__TO BE DONE__
Pictures stay out of the copy; restate everything else in the material exactly.

Point labeling examples
>> start

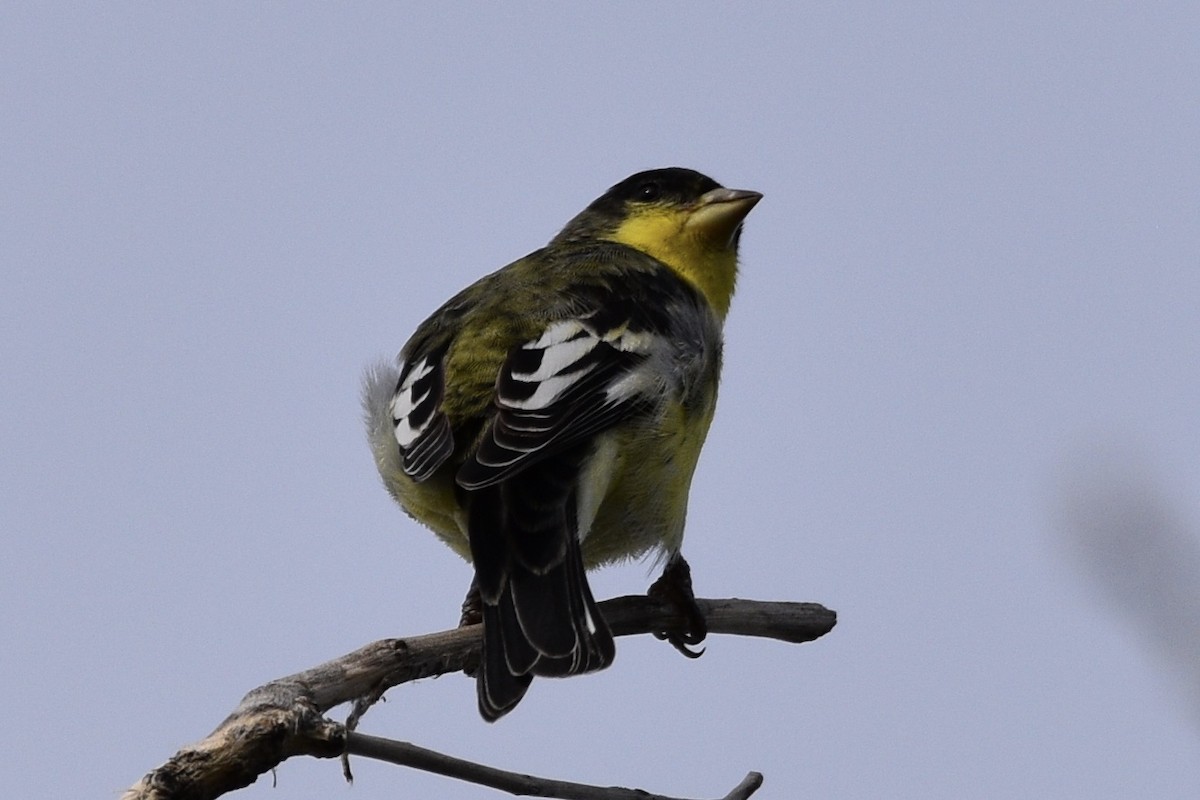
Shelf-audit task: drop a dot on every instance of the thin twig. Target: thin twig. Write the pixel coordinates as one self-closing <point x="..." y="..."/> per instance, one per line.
<point x="429" y="761"/>
<point x="285" y="717"/>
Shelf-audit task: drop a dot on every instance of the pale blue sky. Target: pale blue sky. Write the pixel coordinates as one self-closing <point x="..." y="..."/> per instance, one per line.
<point x="967" y="322"/>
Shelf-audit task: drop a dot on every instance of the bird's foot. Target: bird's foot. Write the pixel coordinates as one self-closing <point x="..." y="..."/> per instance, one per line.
<point x="675" y="589"/>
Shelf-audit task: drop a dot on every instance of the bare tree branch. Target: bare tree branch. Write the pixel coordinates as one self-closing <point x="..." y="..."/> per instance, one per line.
<point x="408" y="755"/>
<point x="285" y="717"/>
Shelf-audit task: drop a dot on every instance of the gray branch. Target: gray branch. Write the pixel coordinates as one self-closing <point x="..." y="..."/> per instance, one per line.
<point x="286" y="717"/>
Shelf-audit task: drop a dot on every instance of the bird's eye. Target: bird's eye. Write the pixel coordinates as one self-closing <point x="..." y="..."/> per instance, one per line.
<point x="648" y="192"/>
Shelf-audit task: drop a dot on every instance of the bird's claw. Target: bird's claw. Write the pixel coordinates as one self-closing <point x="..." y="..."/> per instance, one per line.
<point x="673" y="588"/>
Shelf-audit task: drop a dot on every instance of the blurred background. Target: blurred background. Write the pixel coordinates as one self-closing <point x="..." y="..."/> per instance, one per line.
<point x="961" y="403"/>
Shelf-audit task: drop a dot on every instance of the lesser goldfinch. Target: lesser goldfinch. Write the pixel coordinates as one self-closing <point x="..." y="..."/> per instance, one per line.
<point x="547" y="419"/>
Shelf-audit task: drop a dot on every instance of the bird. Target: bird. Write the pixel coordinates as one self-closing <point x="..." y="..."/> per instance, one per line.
<point x="547" y="420"/>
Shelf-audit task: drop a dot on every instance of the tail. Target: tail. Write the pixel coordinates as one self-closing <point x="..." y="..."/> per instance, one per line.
<point x="539" y="614"/>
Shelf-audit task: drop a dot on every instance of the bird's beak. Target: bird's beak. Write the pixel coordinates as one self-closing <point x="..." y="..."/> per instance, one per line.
<point x="718" y="215"/>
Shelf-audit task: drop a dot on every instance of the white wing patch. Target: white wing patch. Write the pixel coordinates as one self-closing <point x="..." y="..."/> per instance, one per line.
<point x="568" y="384"/>
<point x="408" y="400"/>
<point x="421" y="429"/>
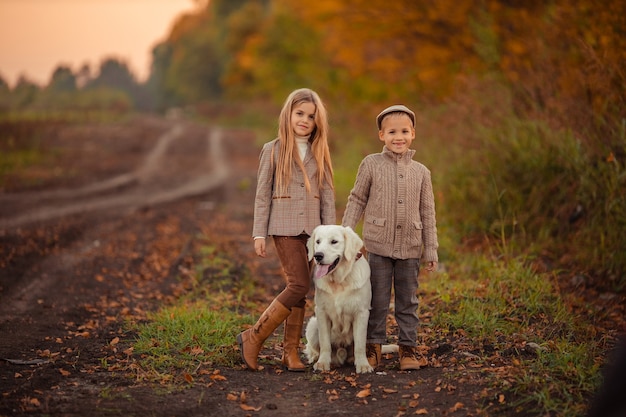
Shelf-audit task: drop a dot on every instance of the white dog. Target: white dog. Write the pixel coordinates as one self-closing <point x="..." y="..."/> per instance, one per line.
<point x="343" y="296"/>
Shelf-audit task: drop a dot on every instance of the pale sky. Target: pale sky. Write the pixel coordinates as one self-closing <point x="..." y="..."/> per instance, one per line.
<point x="38" y="35"/>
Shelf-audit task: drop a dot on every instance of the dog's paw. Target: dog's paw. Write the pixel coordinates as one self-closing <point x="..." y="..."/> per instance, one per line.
<point x="322" y="366"/>
<point x="342" y="355"/>
<point x="363" y="367"/>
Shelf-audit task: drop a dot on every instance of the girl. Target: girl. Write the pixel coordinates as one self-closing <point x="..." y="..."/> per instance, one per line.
<point x="294" y="194"/>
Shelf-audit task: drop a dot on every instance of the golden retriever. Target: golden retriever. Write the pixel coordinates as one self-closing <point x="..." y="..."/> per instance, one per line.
<point x="343" y="296"/>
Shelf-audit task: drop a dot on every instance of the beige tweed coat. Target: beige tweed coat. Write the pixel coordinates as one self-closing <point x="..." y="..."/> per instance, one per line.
<point x="394" y="194"/>
<point x="297" y="211"/>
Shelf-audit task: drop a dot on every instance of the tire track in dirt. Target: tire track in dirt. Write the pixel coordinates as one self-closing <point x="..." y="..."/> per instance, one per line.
<point x="142" y="187"/>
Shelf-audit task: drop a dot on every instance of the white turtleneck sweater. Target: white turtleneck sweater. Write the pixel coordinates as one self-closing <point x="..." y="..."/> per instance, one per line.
<point x="302" y="143"/>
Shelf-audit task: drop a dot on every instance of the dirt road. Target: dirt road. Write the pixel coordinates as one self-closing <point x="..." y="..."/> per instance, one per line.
<point x="80" y="253"/>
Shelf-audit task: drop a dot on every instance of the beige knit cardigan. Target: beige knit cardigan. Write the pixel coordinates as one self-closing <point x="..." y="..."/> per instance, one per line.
<point x="394" y="194"/>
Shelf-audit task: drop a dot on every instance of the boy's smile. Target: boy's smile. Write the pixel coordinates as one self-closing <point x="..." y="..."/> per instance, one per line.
<point x="397" y="132"/>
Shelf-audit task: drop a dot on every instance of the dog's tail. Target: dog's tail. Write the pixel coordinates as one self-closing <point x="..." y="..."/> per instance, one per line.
<point x="389" y="349"/>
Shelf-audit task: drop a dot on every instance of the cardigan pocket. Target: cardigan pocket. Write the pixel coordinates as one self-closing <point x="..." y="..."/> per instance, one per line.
<point x="374" y="229"/>
<point x="415" y="234"/>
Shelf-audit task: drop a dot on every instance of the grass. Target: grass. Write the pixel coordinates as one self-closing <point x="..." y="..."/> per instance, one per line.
<point x="198" y="332"/>
<point x="505" y="305"/>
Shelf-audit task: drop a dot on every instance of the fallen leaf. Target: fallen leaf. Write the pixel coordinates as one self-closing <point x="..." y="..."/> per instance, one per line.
<point x="196" y="350"/>
<point x="457" y="407"/>
<point x="247" y="407"/>
<point x="364" y="393"/>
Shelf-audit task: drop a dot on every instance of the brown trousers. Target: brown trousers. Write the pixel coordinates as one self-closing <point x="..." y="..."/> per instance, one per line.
<point x="293" y="257"/>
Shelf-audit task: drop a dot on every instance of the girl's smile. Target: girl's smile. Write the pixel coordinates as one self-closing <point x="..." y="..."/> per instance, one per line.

>> end

__FULL ANSWER__
Shelf-audit task: drop a dot on every instance of the thin twig. Target: thin twig. Write the pixel coordinates as one self-closing <point x="..." y="..."/> per instance, one per line.
<point x="429" y="761"/>
<point x="285" y="717"/>
Shelf-audit task: drop a dot on every instance of the pale blue sky. Target: pale blue sky. Write the pixel coordinates as one self-closing <point x="..." y="..."/> per instance, one per line.
<point x="967" y="322"/>
Shelf-audit task: drop a dot on every instance of the bird's foot. Target: bird's foot. Write the pixel coordinates as one self-closing <point x="..." y="..."/> per instance, one per line.
<point x="675" y="589"/>
Shelf-audit task: drop a dot on every instance of the bare tree branch. Target: bare tree branch. Write the pixel coordinates as one self-closing <point x="..." y="..."/> per instance, one per line.
<point x="408" y="755"/>
<point x="285" y="717"/>
Shelf-audit task: drop a dot on every instance of the gray branch. Target: gray branch. Write the pixel coordinates as one self-closing <point x="..." y="..."/> per instance, one per line.
<point x="286" y="717"/>
Shelf-audit task: drop a dot on every instance of the bird's eye. Target: bird's eye. Write the pixel coordinates as one self-closing <point x="..." y="..."/> per instance, one per line.
<point x="648" y="192"/>
Shelf-audit task: drop a dot on every instance of the bird's claw. Target: bird's claw. Write the pixel coordinates as one self-closing <point x="..." y="..."/> per instance, one per line.
<point x="673" y="588"/>
Shelf-audit task: drop a dot on every instance of the blurred background. Target: blurred background. Write the pixel coordinates as one self-closing <point x="..." y="..."/> per instance, one per line.
<point x="961" y="403"/>
Shelf-audit task: drop a dot on every instance of the lesser goldfinch. Target: lesser goldfinch. Write the pixel coordinates as one self-closing <point x="..." y="..."/> per instance, one per line.
<point x="547" y="419"/>
Shelf-audit task: drop a dot on every instance of the bird. Target: bird. Write the pixel coordinates as one self-closing <point x="..." y="..."/> per instance, one per line.
<point x="547" y="420"/>
Shelf-audit task: drop a dot on every instance of the tail. Target: tail. Write the pixel coordinates as one self-closing <point x="..." y="..."/> per instance, one per line.
<point x="539" y="614"/>
Shelf-audit task: drop a dot on every instance of the bird's beak. Target: bird's beak. Write the pixel coordinates as one self-closing <point x="..." y="..."/> per instance, one per line.
<point x="718" y="215"/>
Shelf-audit task: drop a dot on every instance of the white wing patch. Target: white wing patch. Write the pixel coordinates as one self-closing <point x="..." y="..."/> per instance, one per line.
<point x="568" y="384"/>
<point x="408" y="400"/>
<point x="421" y="429"/>
Shelf-audit task: drop a dot on every instance of the white dog. Target: white dog. Write the pixel coordinates as one self-closing <point x="..." y="..."/> per instance, one per line.
<point x="343" y="296"/>
Shelf-audit task: drop a dot on every instance of the pale sky. Target: pale sky. Write the pixel coordinates as one self-closing <point x="..." y="..."/> per instance, one per line.
<point x="38" y="35"/>
Shelf-audit task: drop a dot on every instance of the dog's paw. Target: dog's paw. Write the pixel coordinates as one self-closing <point x="..." y="..."/> per instance, one per line.
<point x="322" y="366"/>
<point x="342" y="355"/>
<point x="363" y="367"/>
Shelf-audit task: drop a dot on every instance of the girl. Target: girl. Write the pixel coordinates as one self-closing <point x="..." y="..."/> per instance, one per line.
<point x="294" y="194"/>
Shelf-audit task: drop a dot on every instance of the golden retriever. Target: golden retriever. Write the pixel coordinates as one self-closing <point x="..." y="..."/> per instance, one per line.
<point x="343" y="296"/>
Shelf-audit task: drop a dot on every instance of the beige tweed coat. Target: beige tweed coat. Write the pixel coordinates as one self-closing <point x="..." y="..."/> per instance, one per line.
<point x="394" y="194"/>
<point x="297" y="211"/>
Shelf-audit task: drop a dot on every instance of the tire track in dirt. Target: tire track in dirt. Write the pixel coordinates as one self-closing <point x="..." y="..."/> per instance, one per line.
<point x="142" y="187"/>
Shelf-audit task: drop a dot on every instance of the white turtleneck sweater. Target: white turtleneck sweater. Write the pixel coordinates as one self-closing <point x="..." y="..."/> per instance, one per line.
<point x="302" y="143"/>
Shelf-audit task: drop a dot on every instance of the dirt road. Target: dirt road. Write the pixel coordinates as one self-closing <point x="..." y="..."/> per instance, one per line.
<point x="80" y="253"/>
Shelf-audit task: drop a dot on every instance of the beige knit cardigan. Target: beige knit cardigan. Write the pixel coordinates as one self-closing <point x="..." y="..."/> per instance, one per line.
<point x="394" y="194"/>
Shelf-audit task: drop a dot on every instance of the boy's smile. Target: boy's smile. Write the pixel coordinates as one self-closing <point x="..." y="..."/> per instance, one per line.
<point x="397" y="132"/>
Shelf-audit task: drop a dot on every instance of the dog's tail. Target: dog's tail. Write the pixel coordinates as one self-closing <point x="..." y="..."/> per instance, one per line.
<point x="389" y="349"/>
Shelf-audit task: drop a dot on every instance of the cardigan pocket. Target: cardigan pocket. Write the pixel coordinates as one self-closing <point x="..." y="..."/> per instance, one per line.
<point x="374" y="229"/>
<point x="415" y="234"/>
Shelf-audit task: drop a dot on every instance of the grass. Target: grass. Write the pixel coordinates as one self-closing <point x="..." y="..."/> per instance, one per line.
<point x="198" y="332"/>
<point x="505" y="305"/>
Shelf-audit task: drop a dot on every instance of the fallen leaf. Target: fallen leaf. Write the pixel coordinates as one self-closing <point x="..." y="..."/> per instance, one per line.
<point x="196" y="350"/>
<point x="457" y="407"/>
<point x="247" y="407"/>
<point x="364" y="393"/>
Shelf-audit task: drop a dot on every instance of the brown trousers. Target: brown trousers. Write the pixel coordinates as one self-closing <point x="..." y="..."/> per instance, one per line.
<point x="293" y="257"/>
Shelf-audit task: drop a dot on every instance of the girl's smile. Target: girl's smile. Write the pixel coordinates as one self-closing <point x="..." y="..."/> per instance, one per line.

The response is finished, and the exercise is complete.